(Records from a data source)
———
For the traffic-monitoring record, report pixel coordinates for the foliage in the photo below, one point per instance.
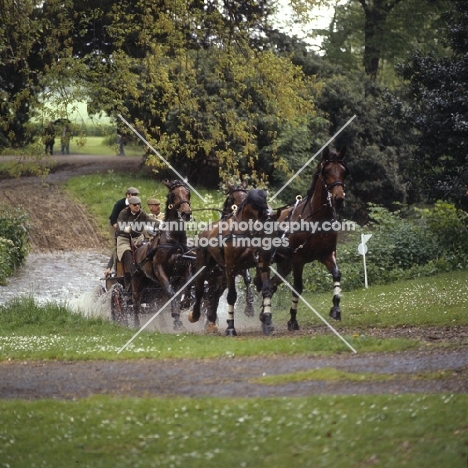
(436, 108)
(373, 36)
(14, 246)
(404, 244)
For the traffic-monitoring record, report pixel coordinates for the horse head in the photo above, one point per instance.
(178, 201)
(236, 194)
(332, 172)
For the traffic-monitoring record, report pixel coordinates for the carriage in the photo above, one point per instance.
(121, 302)
(166, 265)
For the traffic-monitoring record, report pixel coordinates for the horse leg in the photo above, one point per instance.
(231, 300)
(195, 313)
(330, 263)
(298, 268)
(265, 315)
(127, 262)
(249, 310)
(175, 311)
(216, 287)
(137, 290)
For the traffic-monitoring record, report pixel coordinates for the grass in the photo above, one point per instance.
(30, 331)
(439, 300)
(323, 431)
(110, 187)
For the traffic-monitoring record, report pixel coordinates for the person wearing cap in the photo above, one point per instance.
(118, 207)
(130, 226)
(154, 206)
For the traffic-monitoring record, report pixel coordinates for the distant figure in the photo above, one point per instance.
(121, 143)
(48, 138)
(65, 139)
(118, 207)
(154, 206)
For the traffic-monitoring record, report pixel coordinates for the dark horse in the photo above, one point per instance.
(161, 259)
(223, 251)
(235, 196)
(318, 209)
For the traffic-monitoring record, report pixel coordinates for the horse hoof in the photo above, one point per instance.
(335, 313)
(211, 328)
(178, 325)
(191, 317)
(231, 332)
(249, 310)
(293, 325)
(267, 325)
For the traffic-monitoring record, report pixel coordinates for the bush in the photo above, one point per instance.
(403, 246)
(14, 240)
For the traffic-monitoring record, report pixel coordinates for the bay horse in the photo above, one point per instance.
(319, 209)
(223, 258)
(236, 194)
(160, 260)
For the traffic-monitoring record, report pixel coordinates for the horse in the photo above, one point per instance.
(235, 196)
(223, 259)
(318, 209)
(160, 260)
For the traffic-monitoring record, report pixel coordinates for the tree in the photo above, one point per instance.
(438, 110)
(371, 33)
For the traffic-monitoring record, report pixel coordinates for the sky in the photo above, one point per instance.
(287, 23)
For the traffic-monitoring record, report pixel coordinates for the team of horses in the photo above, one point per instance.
(239, 242)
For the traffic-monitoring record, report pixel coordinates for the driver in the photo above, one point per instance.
(130, 226)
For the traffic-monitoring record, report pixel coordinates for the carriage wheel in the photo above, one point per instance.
(119, 306)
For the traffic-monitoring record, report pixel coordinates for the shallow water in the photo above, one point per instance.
(75, 280)
(56, 277)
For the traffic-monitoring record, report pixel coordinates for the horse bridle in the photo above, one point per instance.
(329, 187)
(178, 205)
(231, 196)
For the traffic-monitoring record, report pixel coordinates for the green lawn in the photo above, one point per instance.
(29, 331)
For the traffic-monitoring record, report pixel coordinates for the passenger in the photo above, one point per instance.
(155, 216)
(130, 226)
(118, 207)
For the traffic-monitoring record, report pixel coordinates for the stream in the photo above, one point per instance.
(74, 279)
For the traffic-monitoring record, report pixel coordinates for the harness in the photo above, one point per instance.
(328, 188)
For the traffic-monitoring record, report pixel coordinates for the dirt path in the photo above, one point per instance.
(59, 223)
(432, 371)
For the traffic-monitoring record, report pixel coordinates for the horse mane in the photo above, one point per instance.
(315, 177)
(226, 210)
(173, 184)
(332, 156)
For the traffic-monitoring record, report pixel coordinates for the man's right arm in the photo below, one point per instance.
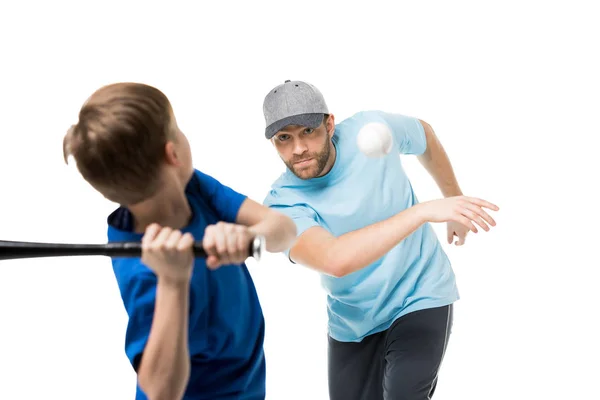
(318, 249)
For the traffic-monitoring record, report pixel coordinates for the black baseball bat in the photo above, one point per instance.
(10, 250)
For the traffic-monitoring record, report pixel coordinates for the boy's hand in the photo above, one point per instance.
(168, 253)
(226, 244)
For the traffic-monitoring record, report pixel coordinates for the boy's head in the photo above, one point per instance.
(127, 145)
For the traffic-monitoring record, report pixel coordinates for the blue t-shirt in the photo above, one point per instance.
(226, 325)
(357, 192)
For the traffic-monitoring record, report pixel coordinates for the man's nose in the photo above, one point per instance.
(300, 147)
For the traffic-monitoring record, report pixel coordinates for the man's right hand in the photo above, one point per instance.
(168, 253)
(464, 210)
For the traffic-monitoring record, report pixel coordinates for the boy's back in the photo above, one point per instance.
(226, 325)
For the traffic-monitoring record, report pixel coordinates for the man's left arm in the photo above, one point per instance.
(437, 163)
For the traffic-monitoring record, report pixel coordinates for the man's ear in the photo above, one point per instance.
(330, 124)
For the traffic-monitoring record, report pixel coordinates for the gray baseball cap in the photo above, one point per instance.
(293, 103)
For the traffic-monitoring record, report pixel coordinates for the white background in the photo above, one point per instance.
(511, 88)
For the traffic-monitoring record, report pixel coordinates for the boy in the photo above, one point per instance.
(193, 332)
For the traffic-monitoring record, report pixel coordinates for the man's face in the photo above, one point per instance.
(307, 152)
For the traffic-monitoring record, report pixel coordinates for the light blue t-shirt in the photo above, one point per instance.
(357, 192)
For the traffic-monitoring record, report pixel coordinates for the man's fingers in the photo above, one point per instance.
(466, 222)
(475, 218)
(483, 203)
(186, 241)
(481, 213)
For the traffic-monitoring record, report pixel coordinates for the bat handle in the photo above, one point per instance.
(256, 249)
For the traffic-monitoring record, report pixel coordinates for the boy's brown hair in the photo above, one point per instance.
(119, 141)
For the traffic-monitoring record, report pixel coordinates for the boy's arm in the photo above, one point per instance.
(164, 367)
(278, 230)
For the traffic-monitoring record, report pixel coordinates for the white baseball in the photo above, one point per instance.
(375, 139)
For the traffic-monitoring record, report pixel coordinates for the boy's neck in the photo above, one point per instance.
(168, 209)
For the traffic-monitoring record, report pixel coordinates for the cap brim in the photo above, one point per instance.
(308, 120)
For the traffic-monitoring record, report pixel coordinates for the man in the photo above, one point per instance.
(193, 332)
(390, 285)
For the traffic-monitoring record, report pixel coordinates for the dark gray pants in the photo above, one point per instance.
(400, 363)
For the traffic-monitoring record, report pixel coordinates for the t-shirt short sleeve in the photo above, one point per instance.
(303, 215)
(408, 132)
(222, 198)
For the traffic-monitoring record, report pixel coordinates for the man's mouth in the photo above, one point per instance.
(302, 162)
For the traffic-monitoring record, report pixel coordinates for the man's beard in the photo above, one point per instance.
(321, 157)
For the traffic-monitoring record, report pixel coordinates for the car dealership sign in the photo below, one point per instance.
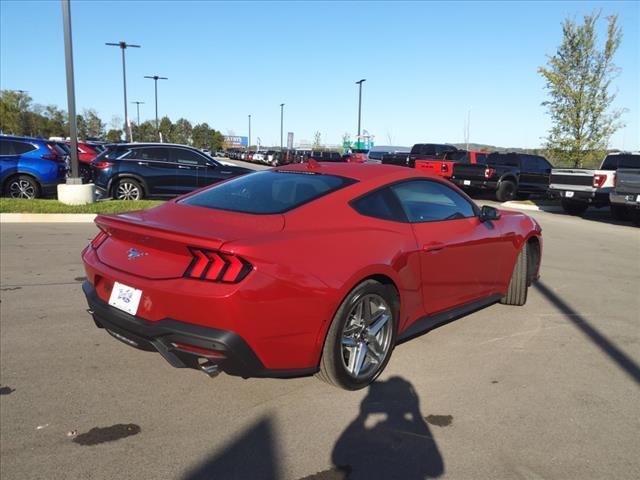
(235, 141)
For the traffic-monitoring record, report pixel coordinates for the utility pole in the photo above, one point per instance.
(155, 78)
(123, 46)
(281, 124)
(360, 82)
(71, 95)
(138, 109)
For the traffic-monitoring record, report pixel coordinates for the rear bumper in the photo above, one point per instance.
(481, 184)
(629, 199)
(169, 337)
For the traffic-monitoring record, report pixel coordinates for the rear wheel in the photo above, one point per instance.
(361, 337)
(128, 189)
(519, 284)
(506, 191)
(22, 186)
(574, 208)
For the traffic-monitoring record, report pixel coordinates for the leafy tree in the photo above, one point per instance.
(578, 78)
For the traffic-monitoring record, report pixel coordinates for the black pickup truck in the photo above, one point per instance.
(420, 151)
(509, 175)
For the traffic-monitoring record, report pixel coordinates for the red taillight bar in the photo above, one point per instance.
(217, 267)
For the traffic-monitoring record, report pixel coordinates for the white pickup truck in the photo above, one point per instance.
(581, 188)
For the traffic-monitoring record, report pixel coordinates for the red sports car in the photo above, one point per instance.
(309, 268)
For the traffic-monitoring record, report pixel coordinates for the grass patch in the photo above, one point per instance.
(11, 205)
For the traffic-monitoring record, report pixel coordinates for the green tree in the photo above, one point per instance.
(578, 78)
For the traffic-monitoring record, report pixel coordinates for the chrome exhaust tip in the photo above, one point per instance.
(210, 369)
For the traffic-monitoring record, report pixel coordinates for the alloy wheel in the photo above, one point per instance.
(366, 336)
(22, 189)
(128, 191)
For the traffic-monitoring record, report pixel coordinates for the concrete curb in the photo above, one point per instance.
(47, 217)
(535, 208)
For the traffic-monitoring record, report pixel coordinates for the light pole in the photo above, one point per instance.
(123, 46)
(155, 79)
(281, 124)
(360, 106)
(138, 109)
(71, 96)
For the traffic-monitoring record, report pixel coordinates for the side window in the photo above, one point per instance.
(157, 154)
(183, 156)
(429, 201)
(6, 147)
(380, 204)
(22, 147)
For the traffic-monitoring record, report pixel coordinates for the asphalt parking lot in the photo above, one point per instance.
(549, 390)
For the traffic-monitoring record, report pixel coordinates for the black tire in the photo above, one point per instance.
(332, 364)
(506, 191)
(519, 284)
(574, 208)
(22, 186)
(620, 212)
(85, 172)
(128, 189)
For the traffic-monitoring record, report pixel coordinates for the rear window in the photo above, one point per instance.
(268, 192)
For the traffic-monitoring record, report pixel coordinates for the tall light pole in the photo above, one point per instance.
(138, 109)
(123, 46)
(360, 82)
(281, 124)
(155, 79)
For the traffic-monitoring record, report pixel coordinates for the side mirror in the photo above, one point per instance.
(488, 214)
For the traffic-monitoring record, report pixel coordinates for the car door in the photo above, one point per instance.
(155, 167)
(8, 158)
(459, 254)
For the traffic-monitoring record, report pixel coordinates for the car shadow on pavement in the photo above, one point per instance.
(614, 353)
(388, 439)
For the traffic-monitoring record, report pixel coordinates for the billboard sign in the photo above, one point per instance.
(233, 141)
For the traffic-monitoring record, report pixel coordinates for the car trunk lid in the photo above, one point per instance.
(156, 243)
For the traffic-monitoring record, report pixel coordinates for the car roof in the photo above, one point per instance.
(363, 172)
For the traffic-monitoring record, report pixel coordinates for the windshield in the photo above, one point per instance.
(267, 192)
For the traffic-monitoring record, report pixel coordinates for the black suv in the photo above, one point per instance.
(507, 174)
(136, 170)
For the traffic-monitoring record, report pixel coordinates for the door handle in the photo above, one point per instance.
(433, 247)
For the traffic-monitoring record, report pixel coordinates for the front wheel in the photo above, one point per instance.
(128, 189)
(361, 337)
(22, 186)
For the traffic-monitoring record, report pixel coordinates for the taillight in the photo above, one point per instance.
(101, 165)
(599, 179)
(217, 267)
(99, 239)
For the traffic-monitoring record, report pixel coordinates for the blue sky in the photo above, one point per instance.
(426, 64)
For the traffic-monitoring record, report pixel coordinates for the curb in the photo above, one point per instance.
(535, 208)
(47, 217)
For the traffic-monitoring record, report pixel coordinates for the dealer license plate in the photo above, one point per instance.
(125, 298)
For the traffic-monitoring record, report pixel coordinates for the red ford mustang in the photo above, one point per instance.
(313, 268)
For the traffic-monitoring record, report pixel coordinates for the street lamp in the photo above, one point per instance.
(123, 46)
(360, 105)
(281, 124)
(155, 78)
(138, 109)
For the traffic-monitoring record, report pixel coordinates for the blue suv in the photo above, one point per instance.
(30, 167)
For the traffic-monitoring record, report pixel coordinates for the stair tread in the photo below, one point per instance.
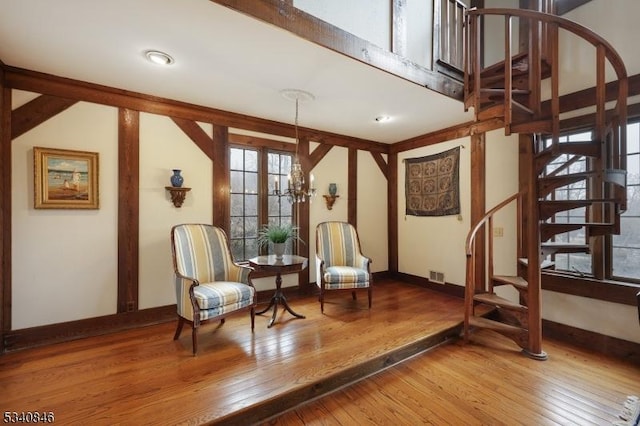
(514, 280)
(494, 325)
(561, 224)
(544, 265)
(561, 244)
(494, 299)
(585, 202)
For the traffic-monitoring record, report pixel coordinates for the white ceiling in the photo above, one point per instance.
(223, 60)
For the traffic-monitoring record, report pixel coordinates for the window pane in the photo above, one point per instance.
(251, 161)
(626, 263)
(633, 169)
(236, 159)
(237, 184)
(633, 138)
(251, 205)
(251, 227)
(237, 204)
(237, 227)
(251, 183)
———
- Exercise description: Only the lines from the one containing "the blue suv" through the last line of the data belong in the copy, both included and reproduced exactly. Pictures do not.

- Answer in full:
For the traffic-monitoring record, report pixel coordinates for the blue suv in the photo above, one point per instance.
(30, 167)
For the traffic-monitoring record, report pixel coordinates for the stair tread in the photo below, one point per instance.
(514, 280)
(494, 325)
(561, 224)
(544, 265)
(561, 244)
(494, 299)
(585, 202)
For the traffic-monitoring record, report pixel coordinates for the white ceiling in the photo above, one point per instance.
(223, 60)
For the traffic-monitoring record, report pixel coordinates for the window pane in the photo above, one point per instance.
(251, 161)
(626, 263)
(633, 169)
(236, 159)
(237, 184)
(633, 138)
(251, 205)
(251, 227)
(237, 204)
(237, 227)
(251, 183)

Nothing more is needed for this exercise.